Each line from the one that contains "Objective: one point per instance of the gray" to the end of the material must be quoted exactly; include both end lines and nothing else.

### ITEMS
....
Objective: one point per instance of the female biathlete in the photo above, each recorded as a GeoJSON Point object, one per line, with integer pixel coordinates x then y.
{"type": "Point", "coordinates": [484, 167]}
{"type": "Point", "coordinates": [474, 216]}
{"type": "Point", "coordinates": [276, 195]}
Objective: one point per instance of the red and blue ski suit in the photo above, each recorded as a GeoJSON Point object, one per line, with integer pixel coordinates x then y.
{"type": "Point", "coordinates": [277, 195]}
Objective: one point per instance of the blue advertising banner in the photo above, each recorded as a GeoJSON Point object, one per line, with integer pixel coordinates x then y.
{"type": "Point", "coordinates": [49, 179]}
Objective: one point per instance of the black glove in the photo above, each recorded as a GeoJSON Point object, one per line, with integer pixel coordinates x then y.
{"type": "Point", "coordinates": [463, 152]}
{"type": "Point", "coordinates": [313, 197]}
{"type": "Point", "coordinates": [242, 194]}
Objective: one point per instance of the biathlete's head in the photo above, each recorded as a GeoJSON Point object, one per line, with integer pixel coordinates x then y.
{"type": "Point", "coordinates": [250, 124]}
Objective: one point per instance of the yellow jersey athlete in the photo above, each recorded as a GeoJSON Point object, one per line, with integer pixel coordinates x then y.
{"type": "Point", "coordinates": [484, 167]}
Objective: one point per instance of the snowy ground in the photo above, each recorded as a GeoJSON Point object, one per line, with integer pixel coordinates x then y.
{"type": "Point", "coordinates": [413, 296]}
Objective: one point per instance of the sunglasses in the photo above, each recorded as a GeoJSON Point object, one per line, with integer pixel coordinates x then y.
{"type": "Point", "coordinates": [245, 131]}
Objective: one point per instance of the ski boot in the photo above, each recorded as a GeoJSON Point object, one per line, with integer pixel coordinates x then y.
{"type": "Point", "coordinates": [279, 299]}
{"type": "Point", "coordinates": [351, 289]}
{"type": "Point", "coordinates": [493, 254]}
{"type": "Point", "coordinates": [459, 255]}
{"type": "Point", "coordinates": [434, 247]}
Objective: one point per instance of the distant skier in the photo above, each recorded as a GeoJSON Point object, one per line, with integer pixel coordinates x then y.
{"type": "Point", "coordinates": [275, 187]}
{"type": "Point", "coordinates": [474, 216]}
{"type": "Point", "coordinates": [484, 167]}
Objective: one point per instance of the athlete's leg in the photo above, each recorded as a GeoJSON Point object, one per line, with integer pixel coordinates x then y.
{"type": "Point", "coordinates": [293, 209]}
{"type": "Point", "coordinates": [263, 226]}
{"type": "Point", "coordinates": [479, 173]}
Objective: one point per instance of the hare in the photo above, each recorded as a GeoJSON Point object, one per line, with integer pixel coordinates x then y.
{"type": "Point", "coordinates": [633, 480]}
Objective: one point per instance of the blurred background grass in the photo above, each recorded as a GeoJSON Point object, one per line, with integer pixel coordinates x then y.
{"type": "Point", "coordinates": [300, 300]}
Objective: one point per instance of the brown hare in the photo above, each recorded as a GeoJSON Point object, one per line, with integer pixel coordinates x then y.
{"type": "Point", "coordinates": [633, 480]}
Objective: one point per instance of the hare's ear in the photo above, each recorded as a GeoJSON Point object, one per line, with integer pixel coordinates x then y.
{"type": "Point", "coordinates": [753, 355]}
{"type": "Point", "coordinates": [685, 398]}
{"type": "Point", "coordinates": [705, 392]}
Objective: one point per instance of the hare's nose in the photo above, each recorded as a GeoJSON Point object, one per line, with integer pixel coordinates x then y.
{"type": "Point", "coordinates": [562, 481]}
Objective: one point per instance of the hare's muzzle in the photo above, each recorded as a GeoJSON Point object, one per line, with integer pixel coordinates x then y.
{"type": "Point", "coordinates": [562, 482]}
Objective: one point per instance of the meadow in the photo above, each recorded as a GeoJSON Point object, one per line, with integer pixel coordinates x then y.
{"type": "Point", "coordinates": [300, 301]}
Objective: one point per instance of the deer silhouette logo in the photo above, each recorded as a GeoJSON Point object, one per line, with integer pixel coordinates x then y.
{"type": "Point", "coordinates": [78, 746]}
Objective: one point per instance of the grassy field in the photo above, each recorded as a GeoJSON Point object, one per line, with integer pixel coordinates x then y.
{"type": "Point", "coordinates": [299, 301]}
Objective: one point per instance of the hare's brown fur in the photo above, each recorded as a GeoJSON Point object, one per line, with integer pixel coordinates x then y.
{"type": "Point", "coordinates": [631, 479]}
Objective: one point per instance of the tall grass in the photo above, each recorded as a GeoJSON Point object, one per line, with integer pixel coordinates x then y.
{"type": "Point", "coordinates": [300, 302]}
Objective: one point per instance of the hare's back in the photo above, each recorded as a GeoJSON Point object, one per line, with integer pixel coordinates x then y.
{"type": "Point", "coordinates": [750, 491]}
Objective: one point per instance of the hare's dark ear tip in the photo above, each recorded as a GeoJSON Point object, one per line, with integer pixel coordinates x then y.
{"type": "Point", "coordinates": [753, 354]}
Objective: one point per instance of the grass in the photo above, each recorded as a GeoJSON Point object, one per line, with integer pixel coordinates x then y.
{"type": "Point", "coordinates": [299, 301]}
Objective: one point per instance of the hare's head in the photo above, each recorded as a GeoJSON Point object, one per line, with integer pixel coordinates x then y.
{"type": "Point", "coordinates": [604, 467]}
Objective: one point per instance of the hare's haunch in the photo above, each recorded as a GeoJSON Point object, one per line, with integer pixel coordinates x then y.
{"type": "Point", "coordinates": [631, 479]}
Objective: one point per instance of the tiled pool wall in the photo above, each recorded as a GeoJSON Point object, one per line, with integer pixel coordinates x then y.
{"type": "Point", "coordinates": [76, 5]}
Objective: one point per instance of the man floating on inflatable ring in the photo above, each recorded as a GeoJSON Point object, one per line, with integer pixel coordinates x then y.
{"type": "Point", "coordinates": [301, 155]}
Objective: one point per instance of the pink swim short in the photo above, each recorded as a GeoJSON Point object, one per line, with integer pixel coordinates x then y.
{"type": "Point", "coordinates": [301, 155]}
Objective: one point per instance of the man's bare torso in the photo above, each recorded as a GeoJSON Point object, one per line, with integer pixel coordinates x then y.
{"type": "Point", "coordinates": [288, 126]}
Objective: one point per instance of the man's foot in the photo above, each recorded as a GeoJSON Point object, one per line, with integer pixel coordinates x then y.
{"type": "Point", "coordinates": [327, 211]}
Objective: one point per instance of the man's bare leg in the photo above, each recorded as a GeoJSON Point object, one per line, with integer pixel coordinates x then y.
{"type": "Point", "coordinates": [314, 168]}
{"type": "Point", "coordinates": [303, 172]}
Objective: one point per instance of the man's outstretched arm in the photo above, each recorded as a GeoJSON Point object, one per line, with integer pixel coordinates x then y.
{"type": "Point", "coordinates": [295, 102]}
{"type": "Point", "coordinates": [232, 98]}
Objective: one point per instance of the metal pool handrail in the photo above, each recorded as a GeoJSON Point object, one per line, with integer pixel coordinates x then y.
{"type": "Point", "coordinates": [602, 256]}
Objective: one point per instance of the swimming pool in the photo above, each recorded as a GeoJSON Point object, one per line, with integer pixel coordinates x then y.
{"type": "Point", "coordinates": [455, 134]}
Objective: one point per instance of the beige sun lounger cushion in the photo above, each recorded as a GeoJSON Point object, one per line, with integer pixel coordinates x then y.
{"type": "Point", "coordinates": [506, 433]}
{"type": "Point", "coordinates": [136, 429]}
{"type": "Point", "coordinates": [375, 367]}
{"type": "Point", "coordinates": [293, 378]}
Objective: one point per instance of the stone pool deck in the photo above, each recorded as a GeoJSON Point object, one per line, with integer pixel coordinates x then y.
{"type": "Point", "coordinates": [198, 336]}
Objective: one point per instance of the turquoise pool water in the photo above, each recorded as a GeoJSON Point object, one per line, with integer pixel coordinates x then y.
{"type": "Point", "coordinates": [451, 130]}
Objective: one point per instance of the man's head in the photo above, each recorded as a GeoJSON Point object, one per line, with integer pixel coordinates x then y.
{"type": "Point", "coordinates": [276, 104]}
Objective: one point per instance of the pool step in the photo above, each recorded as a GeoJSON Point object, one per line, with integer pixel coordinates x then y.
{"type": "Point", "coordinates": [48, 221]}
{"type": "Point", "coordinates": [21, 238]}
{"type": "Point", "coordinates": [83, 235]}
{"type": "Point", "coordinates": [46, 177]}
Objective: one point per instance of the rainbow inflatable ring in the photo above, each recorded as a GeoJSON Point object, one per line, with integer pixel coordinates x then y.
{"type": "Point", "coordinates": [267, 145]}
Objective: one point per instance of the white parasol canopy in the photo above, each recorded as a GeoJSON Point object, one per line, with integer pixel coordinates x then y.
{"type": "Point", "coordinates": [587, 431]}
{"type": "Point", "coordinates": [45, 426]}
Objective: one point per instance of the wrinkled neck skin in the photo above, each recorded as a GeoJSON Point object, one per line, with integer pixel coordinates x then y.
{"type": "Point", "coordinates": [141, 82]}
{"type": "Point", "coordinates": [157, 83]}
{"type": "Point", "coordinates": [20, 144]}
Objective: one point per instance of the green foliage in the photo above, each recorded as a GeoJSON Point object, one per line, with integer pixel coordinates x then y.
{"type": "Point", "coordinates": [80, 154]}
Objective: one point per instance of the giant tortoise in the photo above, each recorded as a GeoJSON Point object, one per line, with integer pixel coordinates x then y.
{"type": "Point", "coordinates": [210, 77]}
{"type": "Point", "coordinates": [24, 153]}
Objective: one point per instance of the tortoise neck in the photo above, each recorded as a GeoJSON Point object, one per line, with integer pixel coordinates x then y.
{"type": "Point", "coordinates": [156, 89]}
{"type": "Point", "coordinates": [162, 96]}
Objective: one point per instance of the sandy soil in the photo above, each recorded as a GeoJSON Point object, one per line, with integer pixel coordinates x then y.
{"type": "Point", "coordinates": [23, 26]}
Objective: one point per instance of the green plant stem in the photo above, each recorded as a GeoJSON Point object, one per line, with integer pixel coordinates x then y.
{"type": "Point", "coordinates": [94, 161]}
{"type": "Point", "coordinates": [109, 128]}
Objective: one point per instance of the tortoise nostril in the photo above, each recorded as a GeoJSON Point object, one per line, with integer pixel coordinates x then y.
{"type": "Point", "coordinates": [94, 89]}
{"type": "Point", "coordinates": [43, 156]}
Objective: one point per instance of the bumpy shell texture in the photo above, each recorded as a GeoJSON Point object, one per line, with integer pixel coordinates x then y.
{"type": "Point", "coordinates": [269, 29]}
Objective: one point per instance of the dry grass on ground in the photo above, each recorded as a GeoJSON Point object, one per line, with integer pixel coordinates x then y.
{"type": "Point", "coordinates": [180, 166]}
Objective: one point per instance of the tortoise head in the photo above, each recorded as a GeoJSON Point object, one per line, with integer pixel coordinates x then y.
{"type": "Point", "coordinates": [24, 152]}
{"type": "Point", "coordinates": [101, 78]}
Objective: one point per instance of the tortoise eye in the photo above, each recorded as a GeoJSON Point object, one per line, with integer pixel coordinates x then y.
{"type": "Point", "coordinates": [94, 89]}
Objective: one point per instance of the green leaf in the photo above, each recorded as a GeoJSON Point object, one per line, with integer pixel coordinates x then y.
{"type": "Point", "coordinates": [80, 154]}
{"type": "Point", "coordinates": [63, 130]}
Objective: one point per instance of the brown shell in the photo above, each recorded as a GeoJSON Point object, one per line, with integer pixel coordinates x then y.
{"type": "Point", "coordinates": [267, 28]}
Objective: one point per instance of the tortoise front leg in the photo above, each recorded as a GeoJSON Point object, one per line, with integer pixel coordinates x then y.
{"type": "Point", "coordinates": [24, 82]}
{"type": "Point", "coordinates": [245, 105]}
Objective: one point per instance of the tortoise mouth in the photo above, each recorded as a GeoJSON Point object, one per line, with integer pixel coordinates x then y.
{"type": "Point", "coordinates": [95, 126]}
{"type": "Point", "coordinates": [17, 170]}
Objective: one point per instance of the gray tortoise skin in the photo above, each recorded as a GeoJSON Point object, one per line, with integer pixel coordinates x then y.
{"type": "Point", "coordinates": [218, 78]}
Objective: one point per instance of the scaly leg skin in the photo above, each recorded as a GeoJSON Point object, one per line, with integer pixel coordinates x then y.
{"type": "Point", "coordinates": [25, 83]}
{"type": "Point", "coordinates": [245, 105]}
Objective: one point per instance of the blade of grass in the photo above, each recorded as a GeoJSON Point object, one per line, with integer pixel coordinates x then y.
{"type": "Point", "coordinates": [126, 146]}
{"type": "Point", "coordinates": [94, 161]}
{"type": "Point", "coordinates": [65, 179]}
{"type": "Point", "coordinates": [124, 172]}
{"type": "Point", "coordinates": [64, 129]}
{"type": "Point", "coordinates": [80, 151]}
....
### ANSWER FOR THIS EXERCISE
Objective: one point per instance of the gray tortoise skin in the photo above, each recorded as a GeoJSON Point object, one per line, with integer pixel coordinates x then y.
{"type": "Point", "coordinates": [218, 78]}
Objective: one point per instance of the scaly leg skin in the photo above, each recorded as a GeoJSON Point object, one per line, with integer pixel coordinates x then y.
{"type": "Point", "coordinates": [25, 83]}
{"type": "Point", "coordinates": [245, 105]}
Objective: one point per instance of the blade of grass in the photo above, each recorded as a GeoJSON Point object, one per line, with integer pixel coordinates x then y.
{"type": "Point", "coordinates": [126, 146]}
{"type": "Point", "coordinates": [94, 161]}
{"type": "Point", "coordinates": [65, 179]}
{"type": "Point", "coordinates": [124, 172]}
{"type": "Point", "coordinates": [64, 129]}
{"type": "Point", "coordinates": [80, 151]}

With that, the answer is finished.